-------- SOURCE EXCERPT
Good morning and welcome to the Closed University, the academic institution for people who don't want to be in an institution. Below we present our first degree-level course, the instant MBA.

The instant MBA

Some of the most successful entrepreneurs never went to business-school, yet people flock in droves to such establishments and spend small fortunes on books about management and self-help. You'd be forgiven for speculating that, if near-illiterates can become millionaires, the secrets of success must be pretty simple. And you'd be right. Here they are.

Timekeeping

At school they taught you to be punctual but, in business, this is a big mistake. People who are on time for meetings plainly have too little to do. Busy people are always late, preferably with an outlandish excuse. It is an immutable law of commerce that people will arrive at a meeting in reverse order of importance.
----------------
-------- DATA ROWS
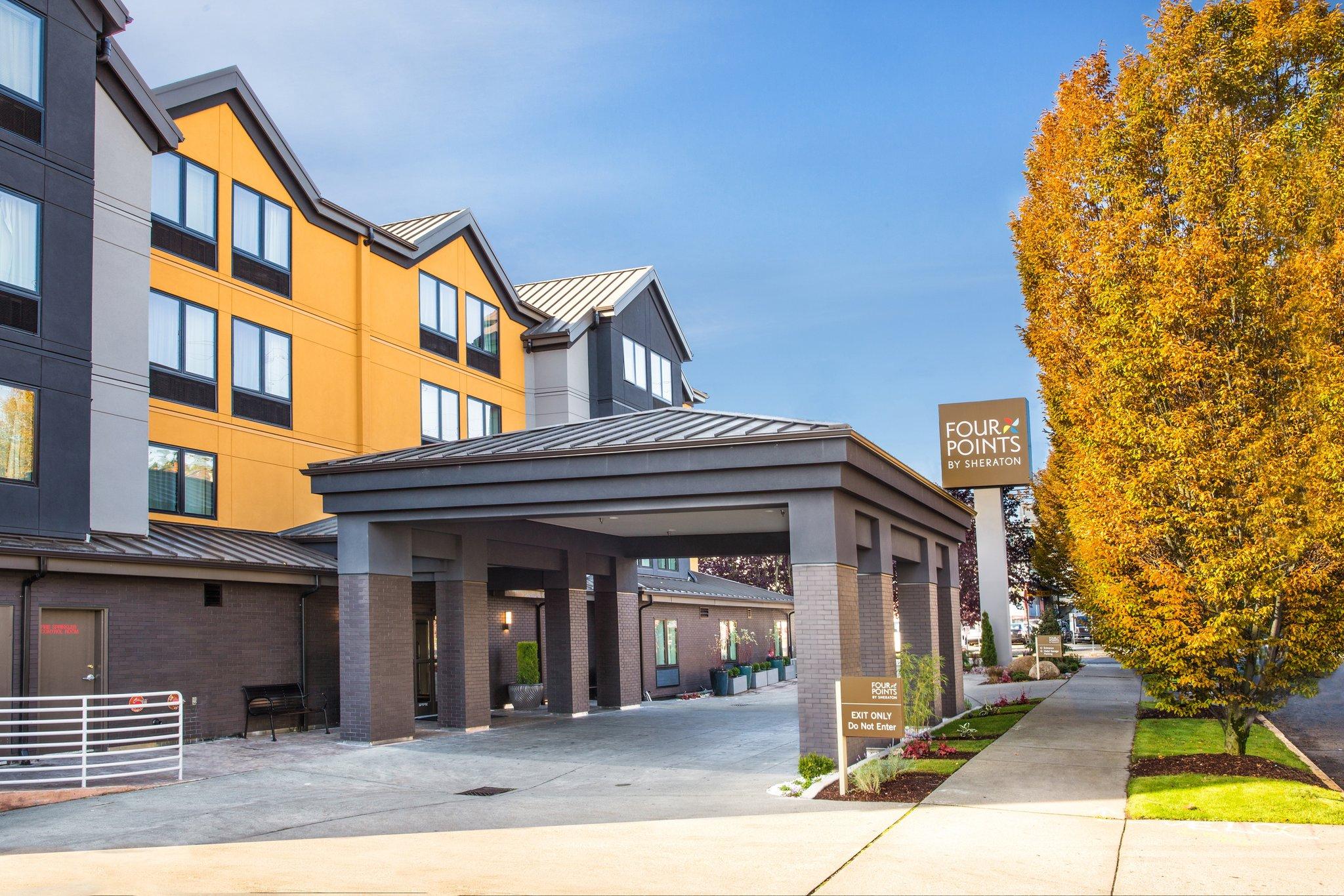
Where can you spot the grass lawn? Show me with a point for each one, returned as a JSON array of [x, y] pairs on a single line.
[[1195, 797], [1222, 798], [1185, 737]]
----------------
-------- DATA ROWS
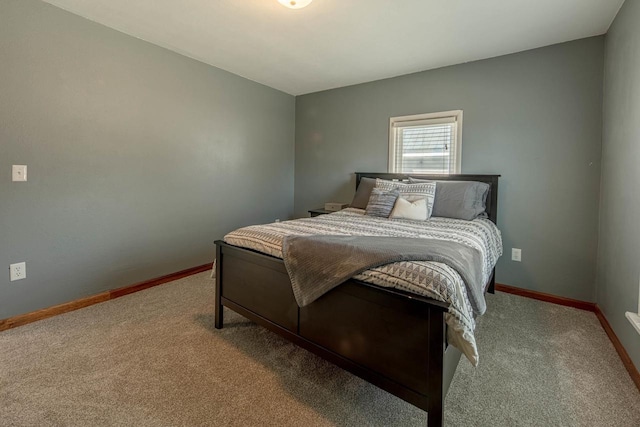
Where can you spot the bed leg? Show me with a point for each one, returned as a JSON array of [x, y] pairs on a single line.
----------------
GOAL: According to the Closed University text, in what order do people arrive at a meeting? The items come from a source separate from the Closed University text.

EXPECTED ANSWER: In reverse order of importance.